Saved data entries
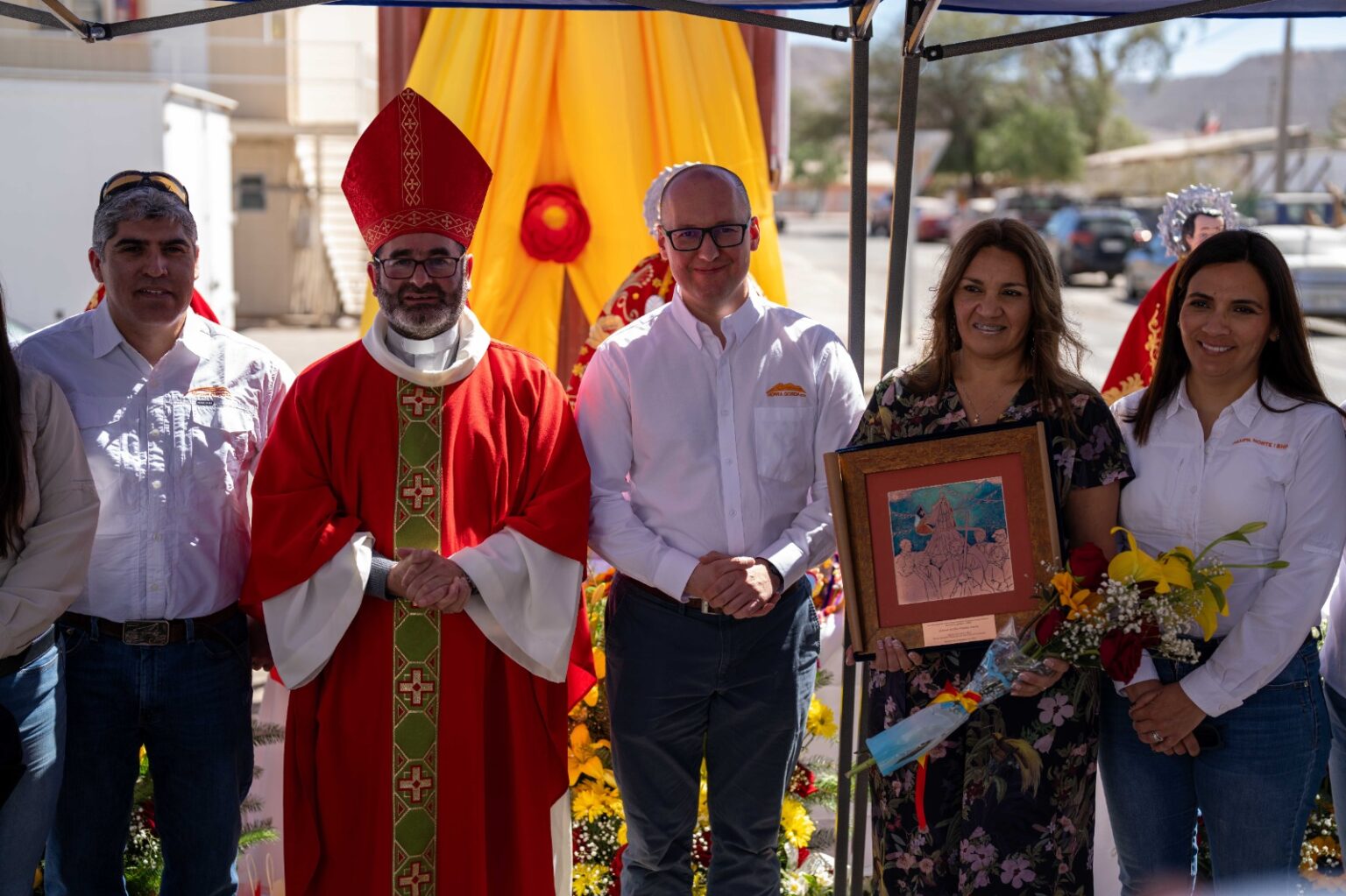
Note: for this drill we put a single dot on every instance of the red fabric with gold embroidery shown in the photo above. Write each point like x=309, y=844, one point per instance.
x=512, y=456
x=1139, y=350
x=414, y=171
x=650, y=279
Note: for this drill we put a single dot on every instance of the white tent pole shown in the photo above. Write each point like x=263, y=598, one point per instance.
x=847, y=828
x=904, y=158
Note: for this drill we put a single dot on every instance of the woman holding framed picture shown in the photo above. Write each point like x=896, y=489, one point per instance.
x=1006, y=805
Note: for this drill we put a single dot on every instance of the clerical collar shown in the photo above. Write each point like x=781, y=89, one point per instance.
x=429, y=356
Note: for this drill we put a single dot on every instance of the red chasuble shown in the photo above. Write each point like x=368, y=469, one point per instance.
x=1139, y=350
x=419, y=765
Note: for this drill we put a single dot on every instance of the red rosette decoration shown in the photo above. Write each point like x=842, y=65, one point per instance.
x=555, y=225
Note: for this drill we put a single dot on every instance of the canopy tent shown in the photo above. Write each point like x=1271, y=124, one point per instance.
x=1105, y=15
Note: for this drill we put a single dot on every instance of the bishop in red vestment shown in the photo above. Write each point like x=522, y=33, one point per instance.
x=421, y=525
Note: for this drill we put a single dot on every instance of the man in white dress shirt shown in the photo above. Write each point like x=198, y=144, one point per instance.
x=174, y=412
x=712, y=414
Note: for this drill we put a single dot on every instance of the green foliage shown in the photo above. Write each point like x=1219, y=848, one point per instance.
x=1034, y=142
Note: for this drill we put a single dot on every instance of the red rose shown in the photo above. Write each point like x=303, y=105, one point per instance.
x=803, y=782
x=555, y=225
x=1119, y=653
x=1087, y=565
x=702, y=846
x=1049, y=624
x=615, y=890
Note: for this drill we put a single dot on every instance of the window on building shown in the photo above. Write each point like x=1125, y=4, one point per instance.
x=252, y=193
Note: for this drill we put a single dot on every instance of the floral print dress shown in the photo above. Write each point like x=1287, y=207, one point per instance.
x=1010, y=797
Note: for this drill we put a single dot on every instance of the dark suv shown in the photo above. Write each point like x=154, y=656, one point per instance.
x=1092, y=240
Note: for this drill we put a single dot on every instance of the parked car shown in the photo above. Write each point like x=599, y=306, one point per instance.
x=1143, y=265
x=1092, y=240
x=932, y=218
x=1316, y=258
x=1032, y=208
x=881, y=214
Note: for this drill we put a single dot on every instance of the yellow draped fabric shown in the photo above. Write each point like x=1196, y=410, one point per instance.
x=598, y=101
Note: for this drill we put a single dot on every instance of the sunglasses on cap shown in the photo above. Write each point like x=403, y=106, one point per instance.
x=124, y=180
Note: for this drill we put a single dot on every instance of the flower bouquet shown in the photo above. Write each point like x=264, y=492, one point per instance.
x=1087, y=617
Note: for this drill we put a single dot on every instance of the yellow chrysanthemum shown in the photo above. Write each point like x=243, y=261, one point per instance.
x=821, y=723
x=592, y=800
x=590, y=878
x=583, y=758
x=796, y=825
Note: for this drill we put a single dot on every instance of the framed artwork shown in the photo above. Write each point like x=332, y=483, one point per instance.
x=944, y=539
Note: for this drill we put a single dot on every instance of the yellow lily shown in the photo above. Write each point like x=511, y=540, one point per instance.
x=1080, y=603
x=582, y=758
x=1210, y=610
x=1064, y=582
x=1137, y=565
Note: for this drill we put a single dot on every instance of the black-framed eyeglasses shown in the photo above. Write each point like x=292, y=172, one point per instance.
x=437, y=266
x=131, y=180
x=691, y=238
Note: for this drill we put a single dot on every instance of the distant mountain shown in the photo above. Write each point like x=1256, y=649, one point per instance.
x=815, y=69
x=1244, y=95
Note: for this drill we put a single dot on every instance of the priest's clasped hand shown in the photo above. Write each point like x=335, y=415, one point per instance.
x=742, y=587
x=429, y=580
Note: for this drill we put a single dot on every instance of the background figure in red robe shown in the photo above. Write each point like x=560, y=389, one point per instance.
x=1185, y=222
x=421, y=521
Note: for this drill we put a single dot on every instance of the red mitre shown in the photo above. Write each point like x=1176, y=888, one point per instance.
x=414, y=171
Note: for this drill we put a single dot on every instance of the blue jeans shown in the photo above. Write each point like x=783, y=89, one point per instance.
x=1255, y=791
x=37, y=697
x=190, y=705
x=683, y=685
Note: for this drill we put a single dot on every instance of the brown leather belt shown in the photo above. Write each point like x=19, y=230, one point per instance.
x=151, y=632
x=691, y=603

> TASK DETAILS: Edit every item so that "for this drill" reads "for this exercise", keeping everything else unchanged, and omit the pictures from your answer.

> SOLUTION FOR THIS TASK:
Note: for this exercise we put a single dot on every instance of the red fabric with gold embroidery shown in the photo above. Write each point like x=309, y=844, one point per instance.
x=512, y=456
x=1139, y=350
x=414, y=171
x=650, y=279
Note: for this exercise we put a single dot on every instance of the white tent pole shown in the photo above. Write each point like x=263, y=598, one point per instance.
x=847, y=828
x=904, y=158
Note: for this exercise we put a single dot on every instance of the woman holding framed picture shown in the photo above. Write each point like x=896, y=489, one point per instance.
x=1006, y=805
Note: for this exercise we put a single dot on every instance of the clerical collar shown in the photo above. Write each point like x=781, y=89, one point per instance.
x=429, y=356
Note: for this exercise we put a single dot on every instance of the red chasuble shown in the photo above. Write each point like x=368, y=469, one point per instance.
x=1139, y=350
x=419, y=765
Note: for this exercise we put a single dot on every instance of the red rosette decoration shown in the photo above. Write each point like x=842, y=65, one point per instance.
x=555, y=225
Note: for this exercise we put a single dot on every instance of the canopy tent shown in the photo above. Write each point like x=1271, y=124, one point per instance.
x=1105, y=15
Note: for this exercise we put a single dot on every instance of the bishop in red vestment shown in the photo above. Write each point like x=522, y=33, one point per instance.
x=421, y=525
Note: for this exercise we put a single dot on every instance of the man in white dress shirt shown in the photo above. Write each point like x=198, y=144, one point per instance.
x=174, y=412
x=712, y=414
Note: for this exercise we put a single dot on every instance of the green foliage shown in the photo above. Write each point like x=1219, y=848, one point per instance.
x=1034, y=142
Note: for this exercise we put a single dot on every instance of the red rose shown in the photo above. Write each point like x=303, y=105, one point per instance.
x=803, y=782
x=555, y=225
x=1119, y=653
x=1087, y=565
x=702, y=846
x=1049, y=624
x=615, y=890
Note: for this exercise we put a single dot on every instance of the window on building shown in the photo above. Write each point like x=1125, y=4, one point per instance.
x=252, y=193
Note: for this exercise we put a single dot on every instance of the floral print dress shown in the photo above. Write each point like x=1287, y=207, one point per instance.
x=1010, y=797
Note: for this exercise we put a single dot on every instance of the dark suv shown in the photo above. Write each point like x=154, y=656, one point per instance.
x=1092, y=240
Note: for this exercise we put a single dot on every instance of the parked car shown in the photo above. Write each point like x=599, y=306, one point per instance.
x=1143, y=265
x=1092, y=240
x=932, y=218
x=1316, y=258
x=1032, y=208
x=881, y=214
Note: for this exercise we put a single dot on every instance of the yellow draped fabric shown in the photo above. Write each point like x=1196, y=410, one point per instance.
x=598, y=101
Note: for this exercise we put a single dot on every instance of the sunglasses on cap shown in the photo above. Write each point like x=403, y=106, one point per instance.
x=124, y=180
Note: for this exercise we put a single dot on every instance of the flower bouquet shown in the photo above. Write each point like x=264, y=492, one point per instance.
x=1087, y=617
Note: for this exercise we put a single dot on every instance of the yellow chrysanthemum shown in the photo above. Write each point like x=243, y=261, one point per instance.
x=821, y=723
x=592, y=800
x=590, y=878
x=583, y=758
x=796, y=825
Note: for this exercise we put a single dot on every instance of the framed artwork shown in the photo above. Write each point like x=332, y=483, one point per instance.
x=944, y=539
Note: for this exercise we put a single dot on every instance of the yellow lily shown in the photo above. Write each point like x=511, y=540, one point per instance.
x=1080, y=603
x=582, y=758
x=1210, y=610
x=1064, y=582
x=1137, y=565
Note: for this exercise we put a single dot on every instance of the black-framed eyeglasses shown in the photo above. Write each point like x=292, y=172, one point per instance.
x=437, y=266
x=131, y=180
x=691, y=238
Note: for this exercise we put a single dot on every instance of the distant mountain shown in the photo above. Write each point like x=1256, y=649, one point per instance.
x=815, y=69
x=1244, y=95
Note: for this exercise we put a single dot on every instance of the priest's clasped hand shown in the photo above. Write each point like x=335, y=415, one point per instance.
x=742, y=587
x=429, y=580
Note: for this exercise we put a single dot on every instance of the background figure in red robe shown in the photo above. Write each point like x=560, y=389, one point per instance.
x=1185, y=222
x=421, y=521
Note: for this exercise we put a single dot on every instance of the red mitre shown in the photo above. Write each point like x=1176, y=888, one point per instance.
x=414, y=171
Note: for this exercise we put a single dot on every instance of the blue jeans shown in the photo above. Write each point like x=783, y=89, one point per instance.
x=1255, y=791
x=37, y=697
x=190, y=705
x=683, y=685
Note: for this exercise we put a single dot on every instance of the brown leather belt shown in the photo above. Write each point like x=19, y=230, one point per instance.
x=151, y=632
x=691, y=603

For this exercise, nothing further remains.